** START EXTRACTED TEXT **

Apache has been a friend of the web for about two decades now. Back when its adoption started, setting up Apache was a task for SysAdmins. But now, almost anybody can set up a quick LAMP stack and be on their way. Listing all of Apache’s modules and what each of them do would take more time than we have today. As cool as it would be to talk about SSL, TLS, proxies, databases, and what have you, we’re here to talk logging. When it comes to log events, Apache is incredibly solid.
In this post, I’m going to make sure you have everything you need to know about Apache logs. There’s a lot of information out there, and you might have to do some web surfing and scouting to try to find the right information and what works or doesn’t. Some sites might discuss the access log, others the error log, but as you may know, Apache’s capabilities don’t stop there. Before we even start, I’ll suggest a tool to help you manage this information and properly understand the information in your logs.
Apache is a solid option for logging thanks to its ability to track events happening to the server. The access log, in particular, is in charge of tracking hits to the pages served by the web server. It includes a time-stamped event (basically all events processed by the web server) with the IP address of the remote host, also called a client. The access log also includes the HTTP method requested and the response code sent by the server. Overall, the access log is the one-stop solution when you want to know who’s accessing your web app.

** END EXTRACTED TEXT **
** START DATA EXTRACT **

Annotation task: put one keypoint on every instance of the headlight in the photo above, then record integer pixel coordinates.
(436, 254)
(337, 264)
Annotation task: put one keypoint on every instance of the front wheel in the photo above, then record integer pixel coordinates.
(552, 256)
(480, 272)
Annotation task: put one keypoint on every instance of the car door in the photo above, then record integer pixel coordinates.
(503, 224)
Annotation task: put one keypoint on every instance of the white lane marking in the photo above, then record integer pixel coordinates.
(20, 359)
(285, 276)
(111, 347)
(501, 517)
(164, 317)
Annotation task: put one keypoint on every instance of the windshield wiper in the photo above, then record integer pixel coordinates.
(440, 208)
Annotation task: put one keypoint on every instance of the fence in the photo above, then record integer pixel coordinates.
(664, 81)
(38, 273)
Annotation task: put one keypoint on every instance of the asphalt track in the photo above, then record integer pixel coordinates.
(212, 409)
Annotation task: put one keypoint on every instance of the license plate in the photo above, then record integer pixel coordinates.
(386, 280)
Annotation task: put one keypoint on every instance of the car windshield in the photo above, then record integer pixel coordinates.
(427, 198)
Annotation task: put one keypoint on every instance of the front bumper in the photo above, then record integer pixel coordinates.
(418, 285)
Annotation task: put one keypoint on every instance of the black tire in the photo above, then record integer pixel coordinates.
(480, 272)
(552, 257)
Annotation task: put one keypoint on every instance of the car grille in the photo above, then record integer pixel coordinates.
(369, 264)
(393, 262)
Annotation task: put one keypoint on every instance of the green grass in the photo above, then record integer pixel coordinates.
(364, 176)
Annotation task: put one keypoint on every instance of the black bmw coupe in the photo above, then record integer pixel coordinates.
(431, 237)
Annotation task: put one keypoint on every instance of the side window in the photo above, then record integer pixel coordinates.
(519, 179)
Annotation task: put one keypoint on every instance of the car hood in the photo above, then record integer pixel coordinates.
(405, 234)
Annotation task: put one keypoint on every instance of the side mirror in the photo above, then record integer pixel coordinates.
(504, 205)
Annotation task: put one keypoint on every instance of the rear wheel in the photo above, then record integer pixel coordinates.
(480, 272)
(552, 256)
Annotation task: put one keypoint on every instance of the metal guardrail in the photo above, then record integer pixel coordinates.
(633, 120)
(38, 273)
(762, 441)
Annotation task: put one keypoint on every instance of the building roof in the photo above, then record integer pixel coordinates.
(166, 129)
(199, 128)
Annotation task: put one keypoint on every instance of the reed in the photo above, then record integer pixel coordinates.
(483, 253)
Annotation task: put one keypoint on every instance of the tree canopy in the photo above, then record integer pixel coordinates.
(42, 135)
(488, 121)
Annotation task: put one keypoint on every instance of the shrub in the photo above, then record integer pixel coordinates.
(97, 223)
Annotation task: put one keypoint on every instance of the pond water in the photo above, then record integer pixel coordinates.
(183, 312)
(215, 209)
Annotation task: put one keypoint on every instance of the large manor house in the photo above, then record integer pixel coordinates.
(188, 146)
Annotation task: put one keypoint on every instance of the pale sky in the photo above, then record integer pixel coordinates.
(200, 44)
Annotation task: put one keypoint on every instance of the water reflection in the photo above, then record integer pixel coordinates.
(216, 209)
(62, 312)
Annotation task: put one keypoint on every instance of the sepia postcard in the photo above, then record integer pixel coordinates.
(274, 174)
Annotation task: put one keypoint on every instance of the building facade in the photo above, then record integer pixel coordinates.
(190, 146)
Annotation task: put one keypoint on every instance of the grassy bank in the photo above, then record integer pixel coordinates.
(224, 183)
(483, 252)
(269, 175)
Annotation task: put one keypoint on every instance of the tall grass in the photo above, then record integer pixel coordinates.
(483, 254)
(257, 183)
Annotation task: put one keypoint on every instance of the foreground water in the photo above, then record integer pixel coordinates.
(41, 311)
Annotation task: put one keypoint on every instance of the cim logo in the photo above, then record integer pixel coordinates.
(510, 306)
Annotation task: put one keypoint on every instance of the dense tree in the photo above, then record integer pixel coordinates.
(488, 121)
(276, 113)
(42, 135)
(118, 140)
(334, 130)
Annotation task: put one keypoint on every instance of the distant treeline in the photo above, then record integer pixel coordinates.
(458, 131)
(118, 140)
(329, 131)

** END DATA EXTRACT **
** START DATA EXTRACT **

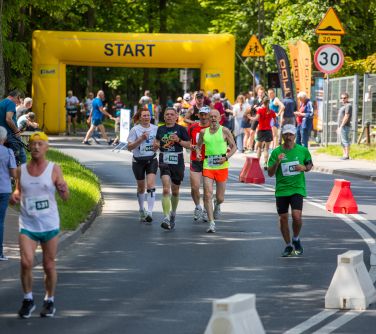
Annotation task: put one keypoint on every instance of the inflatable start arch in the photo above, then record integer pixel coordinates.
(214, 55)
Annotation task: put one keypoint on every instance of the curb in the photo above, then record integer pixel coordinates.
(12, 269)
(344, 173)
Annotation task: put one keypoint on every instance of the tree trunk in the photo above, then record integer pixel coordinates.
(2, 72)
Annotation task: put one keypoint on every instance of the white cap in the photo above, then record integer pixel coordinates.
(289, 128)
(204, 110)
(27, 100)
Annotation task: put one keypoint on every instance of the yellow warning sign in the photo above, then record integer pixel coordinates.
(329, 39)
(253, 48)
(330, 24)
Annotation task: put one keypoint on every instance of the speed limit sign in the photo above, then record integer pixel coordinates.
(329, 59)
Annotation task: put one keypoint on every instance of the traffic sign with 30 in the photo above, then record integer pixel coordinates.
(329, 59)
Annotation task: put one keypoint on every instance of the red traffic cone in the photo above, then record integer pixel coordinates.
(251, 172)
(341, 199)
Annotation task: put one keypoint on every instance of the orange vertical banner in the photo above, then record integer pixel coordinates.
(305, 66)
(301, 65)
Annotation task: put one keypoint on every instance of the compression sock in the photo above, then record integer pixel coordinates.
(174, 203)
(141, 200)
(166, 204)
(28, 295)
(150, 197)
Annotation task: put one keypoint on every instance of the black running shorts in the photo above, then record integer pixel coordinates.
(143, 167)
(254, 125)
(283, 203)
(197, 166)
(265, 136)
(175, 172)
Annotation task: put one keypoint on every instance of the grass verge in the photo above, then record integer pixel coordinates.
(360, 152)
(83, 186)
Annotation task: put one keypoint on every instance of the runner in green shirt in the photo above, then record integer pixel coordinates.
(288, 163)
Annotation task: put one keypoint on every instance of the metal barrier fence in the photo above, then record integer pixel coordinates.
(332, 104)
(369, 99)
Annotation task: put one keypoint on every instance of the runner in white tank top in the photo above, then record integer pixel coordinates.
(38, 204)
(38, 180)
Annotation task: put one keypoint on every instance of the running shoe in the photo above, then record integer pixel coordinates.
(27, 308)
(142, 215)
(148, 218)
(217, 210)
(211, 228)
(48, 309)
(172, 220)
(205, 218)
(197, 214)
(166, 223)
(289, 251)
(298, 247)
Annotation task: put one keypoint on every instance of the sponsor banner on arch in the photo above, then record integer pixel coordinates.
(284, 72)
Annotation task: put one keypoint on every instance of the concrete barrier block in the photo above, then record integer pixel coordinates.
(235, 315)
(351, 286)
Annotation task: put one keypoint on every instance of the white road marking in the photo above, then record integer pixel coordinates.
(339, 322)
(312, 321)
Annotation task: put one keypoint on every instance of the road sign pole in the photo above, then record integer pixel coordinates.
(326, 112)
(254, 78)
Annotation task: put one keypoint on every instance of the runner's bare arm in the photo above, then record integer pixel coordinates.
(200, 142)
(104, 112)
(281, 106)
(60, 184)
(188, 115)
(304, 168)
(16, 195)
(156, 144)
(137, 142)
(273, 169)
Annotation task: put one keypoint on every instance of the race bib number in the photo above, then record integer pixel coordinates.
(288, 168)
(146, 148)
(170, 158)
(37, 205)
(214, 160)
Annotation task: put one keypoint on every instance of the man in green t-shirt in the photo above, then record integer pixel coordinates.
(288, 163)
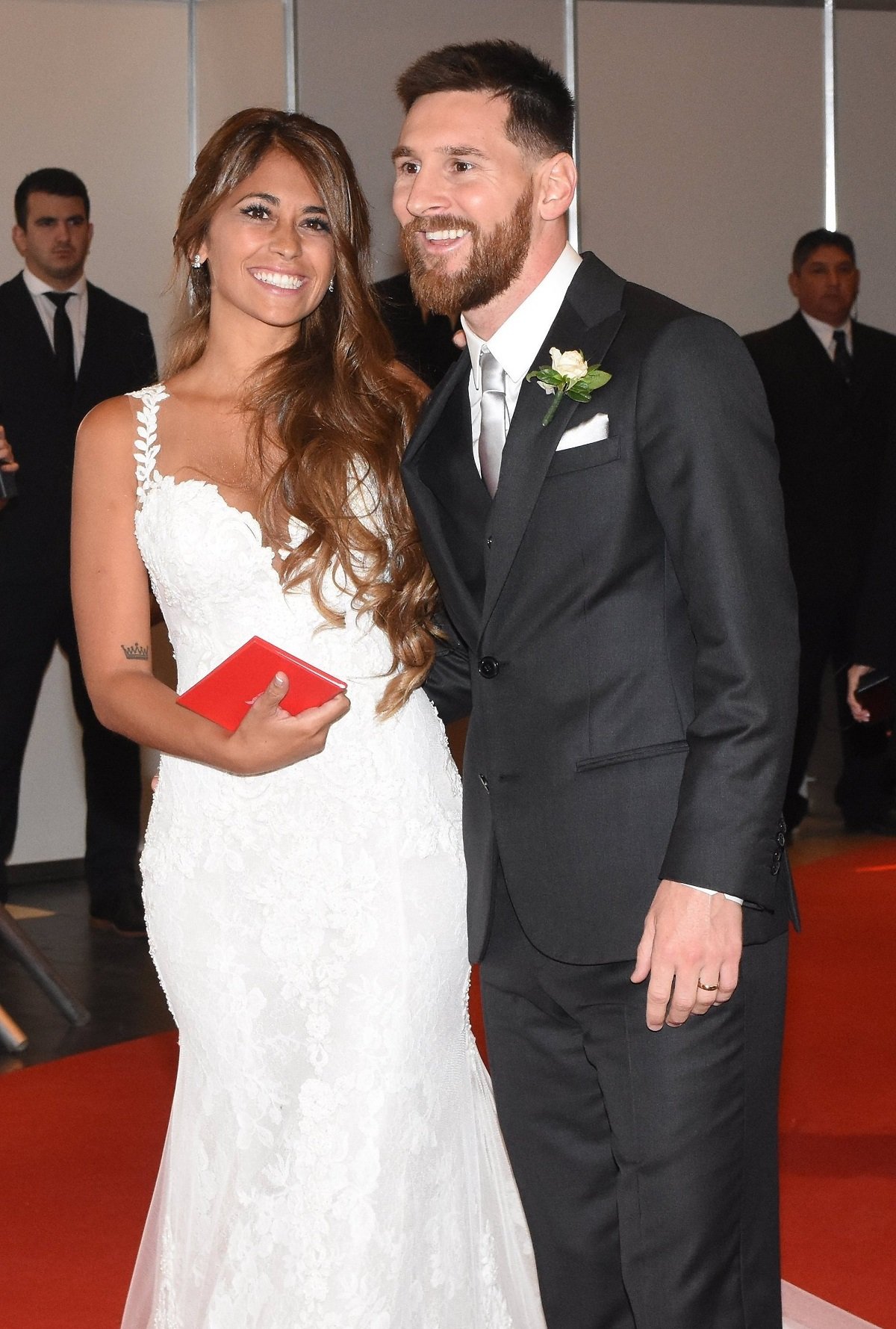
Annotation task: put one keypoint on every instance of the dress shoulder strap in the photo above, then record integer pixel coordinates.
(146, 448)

** END DATA EXTRACT **

§ **TO DO**:
1. According to the text on Apache logs, what does the access log track?
2. Rewrite the part of the text on Apache logs starting with "Apache has been" and going on through "is incredibly solid.", swapping "SysAdmins" for "system administrators".

§ **PER-TASK OUTPUTS**:
1. Hits to the pages served by the web server.

2.
Apache has been a friend of the web for about two decades now. Back when its adoption started, setting up Apache was a task for system administrators. But now, almost anybody can set up a quick LAMP stack and be on their way. Listing all of Apache’s modules and what each of them do would take more time than we have today. As cool as it would be to talk about SSL, TLS, proxies, databases, and what have you, we’re here to talk logging. When it comes to log events, Apache is incredibly solid.